§ **PROBLEM DETAILS**:
Rewrite every entry below, replacing "annotate each instance" with "mark every instance" wherever it appears and leaving everything else unchanged. Leave the pictures out of your version.

§ **STORED RECORDS**:
........
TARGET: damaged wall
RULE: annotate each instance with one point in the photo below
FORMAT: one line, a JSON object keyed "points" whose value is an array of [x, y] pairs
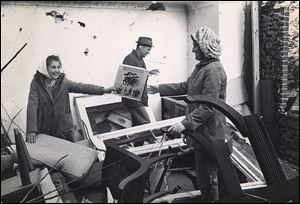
{"points": [[92, 38]]}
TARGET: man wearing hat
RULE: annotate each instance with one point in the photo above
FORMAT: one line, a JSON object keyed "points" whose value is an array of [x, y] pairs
{"points": [[137, 109]]}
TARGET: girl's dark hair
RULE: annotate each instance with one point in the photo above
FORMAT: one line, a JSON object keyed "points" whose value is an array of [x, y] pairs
{"points": [[53, 58]]}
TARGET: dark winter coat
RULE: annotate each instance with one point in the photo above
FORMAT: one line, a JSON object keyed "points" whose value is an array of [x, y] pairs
{"points": [[134, 59], [48, 111], [208, 78]]}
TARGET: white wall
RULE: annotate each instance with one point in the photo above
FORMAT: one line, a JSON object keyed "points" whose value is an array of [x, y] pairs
{"points": [[117, 27], [232, 33]]}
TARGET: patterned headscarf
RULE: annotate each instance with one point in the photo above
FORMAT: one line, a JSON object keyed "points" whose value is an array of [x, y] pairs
{"points": [[208, 42]]}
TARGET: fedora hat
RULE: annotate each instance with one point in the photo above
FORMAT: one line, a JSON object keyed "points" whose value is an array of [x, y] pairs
{"points": [[145, 41]]}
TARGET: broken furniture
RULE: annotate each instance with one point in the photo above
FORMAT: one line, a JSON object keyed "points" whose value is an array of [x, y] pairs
{"points": [[100, 114], [22, 186], [233, 190], [252, 127]]}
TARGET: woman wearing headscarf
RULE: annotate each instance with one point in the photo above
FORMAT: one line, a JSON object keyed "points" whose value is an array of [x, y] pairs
{"points": [[209, 79], [48, 109]]}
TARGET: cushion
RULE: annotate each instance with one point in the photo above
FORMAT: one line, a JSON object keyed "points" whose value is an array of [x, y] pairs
{"points": [[47, 150]]}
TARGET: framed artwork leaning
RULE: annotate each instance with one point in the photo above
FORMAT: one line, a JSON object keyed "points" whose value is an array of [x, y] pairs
{"points": [[130, 81]]}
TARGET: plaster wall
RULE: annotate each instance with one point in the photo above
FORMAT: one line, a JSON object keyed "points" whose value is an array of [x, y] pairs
{"points": [[110, 33]]}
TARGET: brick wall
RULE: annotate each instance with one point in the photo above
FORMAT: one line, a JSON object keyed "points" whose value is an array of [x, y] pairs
{"points": [[289, 143], [274, 36]]}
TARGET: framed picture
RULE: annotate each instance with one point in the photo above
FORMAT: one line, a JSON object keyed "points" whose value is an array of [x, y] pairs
{"points": [[130, 81]]}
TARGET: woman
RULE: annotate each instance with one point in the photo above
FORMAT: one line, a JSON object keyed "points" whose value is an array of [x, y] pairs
{"points": [[208, 79], [48, 109]]}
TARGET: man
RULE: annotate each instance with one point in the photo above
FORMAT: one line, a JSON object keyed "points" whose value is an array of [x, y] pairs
........
§ **RESULT FOR THIS EXERCISE**:
TARGET: damaged wall
RULE: mark every instance with one point in the photo below
FORMAT: one line, a JSON object keyed "points" whose value is an array of [x, y] pairs
{"points": [[92, 38]]}
TARGET: man wearing hat
RULE: mark every instance with one point in the photo above
FORMAT: one line, a JSON object keyed "points" whose value is an array of [x, y] pairs
{"points": [[137, 109]]}
TARGET: girl's dark hair
RULE: mark every instance with one point in the photo above
FORMAT: one line, a JSON object keyed "points" whose value is an array of [x, y] pairs
{"points": [[53, 58]]}
TARGET: dark winter coat
RULE: mark every instance with one point in the photo above
FORMAT: one line, a JSON object keyed "points" whose value is an array of [x, y] pairs
{"points": [[134, 59], [48, 111], [208, 78]]}
TARGET: white wall
RULE: mark every instance with one point in the photo above
FORMAT: one line, a JSON object keyed "points" whose value is an array of [x, y] pairs
{"points": [[117, 27], [232, 33]]}
TARGET: patterned headscarf
RULE: mark every instance with one point in the photo above
FORMAT: one line, a JSON object keyed "points" whose value is an array of [x, y] pairs
{"points": [[208, 42]]}
TARGET: fedora hat
RULE: mark every instance with one point in the photo above
FORMAT: one line, a JSON object keyed "points" whose value is an array of [x, y] pairs
{"points": [[145, 41]]}
TARGET: broken furniture
RULE: mark every instance with one point in the photo above
FORMAT: one line, a JSON object keyed "points" whose value is an array of [x, y] pairs
{"points": [[100, 114], [22, 186], [233, 190], [252, 127]]}
TARGET: woman wearing headscarf
RULE: mark every instance with one point in the photo above
FORMAT: one line, a JSON object keyed "points" whose value is an array of [x, y] pairs
{"points": [[209, 79], [48, 109]]}
TARGET: cushion
RULE: mark every instance with one point in the photo above
FORMAT: one line, a JSON object keyed "points" whose value is an array of [x, y] pairs
{"points": [[47, 150]]}
TARGET: framed artwork leaning
RULE: mark every instance with one point in the photo above
FORMAT: one line, a JSON object keyed "points" whose value is an array of [x, y] pairs
{"points": [[130, 81]]}
TARGET: plaster wall
RULE: mark every instance with one point in the photo above
FORMAT: one line, a JSON object keyed "points" whose value is an array of [x, y] pairs
{"points": [[110, 33]]}
TARGET: brick wall
RULE: mark every instance with one point in the photo above
FORMAT: one line, a JSON object keyed "points" whose value is an array of [x, y] pairs
{"points": [[289, 143], [274, 36]]}
TARGET: framed picture
RULE: mark every instance with one point in the photo above
FORMAT: one line, a JSON object keyed "points" whose value is an array of [x, y] pairs
{"points": [[130, 81]]}
TARGET: woman
RULE: mark every instance with one point in the photo above
FORMAT: one line, a JSON object keyed "points" whose value is an array of [x, y] pairs
{"points": [[208, 79], [48, 109]]}
TARGET: man
RULE: mark every instance with one point in the photo above
FORMAT: one line, a JSON object keyed "points" whose value is an array of [x, y] pairs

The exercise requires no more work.